# START OF Text provided

If that’s the case, the quality—and spacing—of infill wells becomes more acutely felt. “There are lots of forecasts that show the Permian up and to the right forever. History shows us that doesn’t happen,” Clarke said.

The history of shale plays to date have mirrored the rise of empires: an appetite for expansion fuels territorial conquest, rivals are consolidated and the play enters maturity.

“Every shale play has a massive forecast the first few years. It seems like the first few years are easy,” Clarke said. “But, then, something happens. It’s very hard to predict what that is.”

The tug of war, Clarke said, is whether technological advancement or bountiful geology that rapidly increased production in the Wolfcamp. Both camps see either extreme highs or a rapid drop-off in production.

“Reality is somewhere in the middle,” Clarke said.

The technology camp sees the upside for Delaware EURs to swell to 3 million barrels of oil equivalent. The Wolfcamp is early in its development, so the learning curve is particularly long, Clarke said.

The geology viewpoint: Better reservoir modeling took on a new role.

“We believe that acreage high-grading was actually well high-grading. There’s a chance that the best wells have already been drilled,” Clarke said.

In such a scenario, infill wells become crucial to the success of the Delaware.

“If the wells are 30% smaller—and we’re not to that point in the Midcontinent—all of a sudden the assets you’re working could be a lot more competitive,” Clarke said, adding that “Stack assets in particular are showing massive improvements in breakevens.”

Still, Chandra said companies in both prestige plays face trouble if their financial houses aren’t put in order.

Will work For $50’

The oil industry, even in lucrative plays such as the Delaware and Stack, finds itself stuck in a price stalemate. During the downturn, companies went two years without significant drilling activity. Transactions, particularly in the Delaware Basin, were evaluated on location counts based on horizontal and vertical spacing.

# END OF Text provided
# START OF Given records

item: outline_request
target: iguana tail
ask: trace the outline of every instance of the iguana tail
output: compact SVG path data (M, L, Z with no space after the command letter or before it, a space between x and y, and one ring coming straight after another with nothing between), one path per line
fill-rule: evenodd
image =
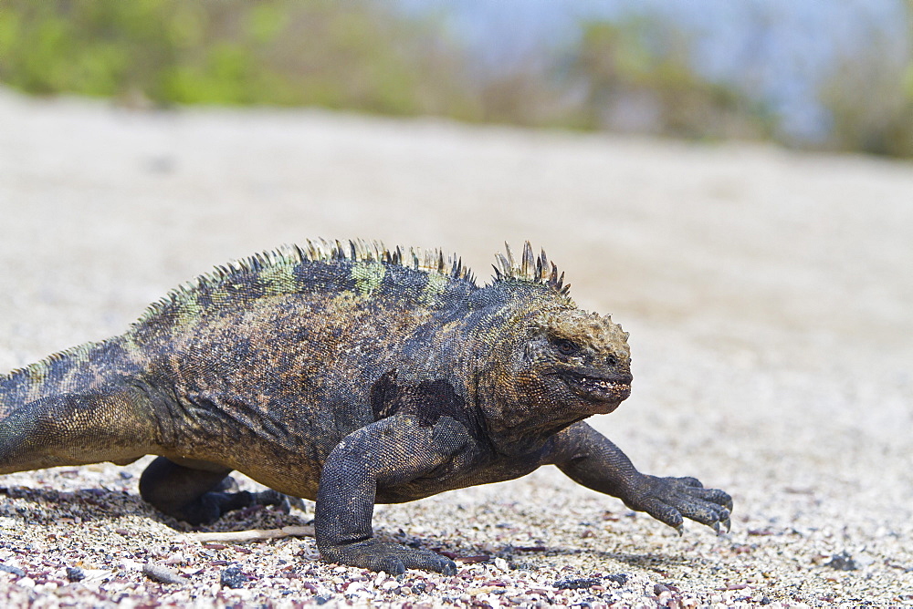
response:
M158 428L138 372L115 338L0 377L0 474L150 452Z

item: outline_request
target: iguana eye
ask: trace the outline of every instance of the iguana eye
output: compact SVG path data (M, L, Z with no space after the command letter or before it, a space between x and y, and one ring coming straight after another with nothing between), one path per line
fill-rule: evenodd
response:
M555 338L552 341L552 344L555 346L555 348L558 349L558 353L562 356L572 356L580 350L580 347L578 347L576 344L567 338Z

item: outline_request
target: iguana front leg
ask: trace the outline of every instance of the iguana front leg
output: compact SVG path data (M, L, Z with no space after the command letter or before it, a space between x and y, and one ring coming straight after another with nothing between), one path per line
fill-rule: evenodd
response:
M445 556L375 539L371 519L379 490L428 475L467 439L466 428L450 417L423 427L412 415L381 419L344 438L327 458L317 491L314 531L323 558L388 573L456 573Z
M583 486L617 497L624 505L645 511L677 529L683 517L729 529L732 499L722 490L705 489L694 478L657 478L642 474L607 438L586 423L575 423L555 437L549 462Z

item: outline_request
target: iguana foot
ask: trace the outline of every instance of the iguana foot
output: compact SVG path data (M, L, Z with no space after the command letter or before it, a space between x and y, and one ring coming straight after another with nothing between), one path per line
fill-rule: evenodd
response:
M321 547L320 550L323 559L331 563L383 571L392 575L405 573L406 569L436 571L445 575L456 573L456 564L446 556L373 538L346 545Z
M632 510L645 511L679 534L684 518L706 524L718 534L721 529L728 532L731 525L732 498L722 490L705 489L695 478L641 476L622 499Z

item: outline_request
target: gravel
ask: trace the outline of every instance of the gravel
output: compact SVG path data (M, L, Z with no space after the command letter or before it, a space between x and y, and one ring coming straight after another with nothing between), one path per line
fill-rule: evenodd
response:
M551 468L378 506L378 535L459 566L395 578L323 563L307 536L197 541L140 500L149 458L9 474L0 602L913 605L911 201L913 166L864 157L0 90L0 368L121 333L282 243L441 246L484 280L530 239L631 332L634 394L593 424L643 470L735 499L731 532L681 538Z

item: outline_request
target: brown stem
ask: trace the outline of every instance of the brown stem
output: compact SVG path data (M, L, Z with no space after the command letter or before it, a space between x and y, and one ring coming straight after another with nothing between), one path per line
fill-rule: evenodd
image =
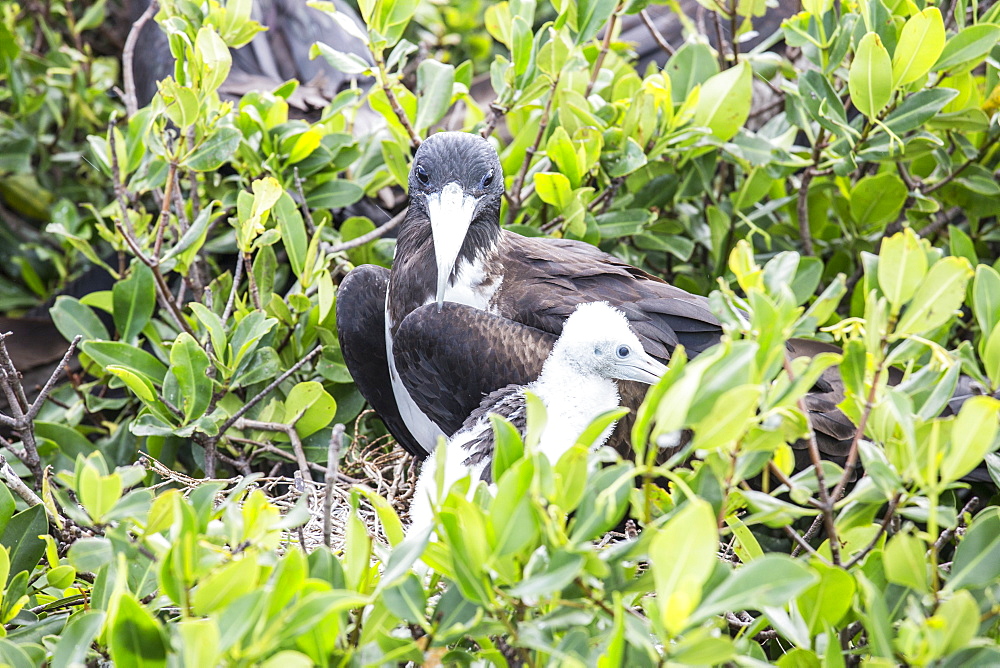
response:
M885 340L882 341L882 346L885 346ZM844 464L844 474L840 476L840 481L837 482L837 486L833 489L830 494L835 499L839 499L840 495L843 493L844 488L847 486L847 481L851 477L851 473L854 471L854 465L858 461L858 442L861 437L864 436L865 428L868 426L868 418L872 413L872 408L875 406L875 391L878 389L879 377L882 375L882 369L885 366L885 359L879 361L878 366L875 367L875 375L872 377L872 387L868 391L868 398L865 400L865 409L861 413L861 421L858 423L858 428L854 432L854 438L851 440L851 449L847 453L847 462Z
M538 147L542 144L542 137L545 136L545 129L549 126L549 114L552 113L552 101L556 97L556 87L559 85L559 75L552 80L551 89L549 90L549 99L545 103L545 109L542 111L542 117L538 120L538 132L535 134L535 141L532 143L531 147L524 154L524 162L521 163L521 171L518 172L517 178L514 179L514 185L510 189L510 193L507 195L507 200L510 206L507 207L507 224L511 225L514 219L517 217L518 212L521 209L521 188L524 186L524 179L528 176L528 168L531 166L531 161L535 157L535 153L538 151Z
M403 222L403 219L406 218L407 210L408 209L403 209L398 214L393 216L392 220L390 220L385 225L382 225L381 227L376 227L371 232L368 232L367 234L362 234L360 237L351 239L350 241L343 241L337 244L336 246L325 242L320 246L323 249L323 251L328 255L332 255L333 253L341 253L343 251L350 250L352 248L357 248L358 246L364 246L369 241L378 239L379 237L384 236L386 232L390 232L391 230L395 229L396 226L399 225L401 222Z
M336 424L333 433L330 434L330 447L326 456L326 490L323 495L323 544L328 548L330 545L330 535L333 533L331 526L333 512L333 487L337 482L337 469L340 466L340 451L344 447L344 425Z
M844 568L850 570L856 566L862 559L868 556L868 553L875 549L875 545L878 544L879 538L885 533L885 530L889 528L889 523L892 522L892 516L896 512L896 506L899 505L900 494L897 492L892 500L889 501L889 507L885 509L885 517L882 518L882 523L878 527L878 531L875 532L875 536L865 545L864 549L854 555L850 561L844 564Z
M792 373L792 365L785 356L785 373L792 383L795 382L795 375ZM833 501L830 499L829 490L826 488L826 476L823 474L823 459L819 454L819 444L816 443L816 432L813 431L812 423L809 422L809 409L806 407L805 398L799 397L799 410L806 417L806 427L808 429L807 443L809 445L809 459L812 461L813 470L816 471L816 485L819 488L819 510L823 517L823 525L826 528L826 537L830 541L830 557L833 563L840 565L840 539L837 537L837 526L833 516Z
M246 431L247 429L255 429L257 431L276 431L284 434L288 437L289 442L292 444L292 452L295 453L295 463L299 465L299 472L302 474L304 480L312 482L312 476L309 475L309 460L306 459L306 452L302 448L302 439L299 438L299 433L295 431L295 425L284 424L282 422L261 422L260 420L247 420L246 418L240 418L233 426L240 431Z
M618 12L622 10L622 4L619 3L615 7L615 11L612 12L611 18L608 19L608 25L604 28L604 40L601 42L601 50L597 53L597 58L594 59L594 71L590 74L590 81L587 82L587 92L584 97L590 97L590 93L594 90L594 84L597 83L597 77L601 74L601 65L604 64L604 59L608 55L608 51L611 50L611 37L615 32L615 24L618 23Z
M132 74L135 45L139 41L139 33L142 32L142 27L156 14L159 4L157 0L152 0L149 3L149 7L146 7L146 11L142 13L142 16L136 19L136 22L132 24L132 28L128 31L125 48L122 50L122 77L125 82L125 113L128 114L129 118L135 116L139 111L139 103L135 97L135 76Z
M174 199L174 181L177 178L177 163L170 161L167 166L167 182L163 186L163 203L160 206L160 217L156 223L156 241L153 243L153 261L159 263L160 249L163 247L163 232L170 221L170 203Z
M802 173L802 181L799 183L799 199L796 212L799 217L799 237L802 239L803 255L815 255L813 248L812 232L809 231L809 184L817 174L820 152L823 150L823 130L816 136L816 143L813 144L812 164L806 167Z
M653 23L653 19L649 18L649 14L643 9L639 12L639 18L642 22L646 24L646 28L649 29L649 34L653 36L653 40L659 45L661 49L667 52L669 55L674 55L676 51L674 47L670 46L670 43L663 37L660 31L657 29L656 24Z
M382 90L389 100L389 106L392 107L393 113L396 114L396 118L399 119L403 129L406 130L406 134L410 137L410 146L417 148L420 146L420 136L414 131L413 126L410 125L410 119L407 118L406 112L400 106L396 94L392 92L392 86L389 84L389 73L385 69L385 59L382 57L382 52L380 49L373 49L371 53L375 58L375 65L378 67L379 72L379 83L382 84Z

# END OF Given records

:: Requirements ::
List each named oil-producing region, basin, formation or play that the passage on shale plays mentions.

:: Task output ::
- Permian
- Wolfcamp
- Delaware (the Delaware Basin)
- Midcontinent
- Stack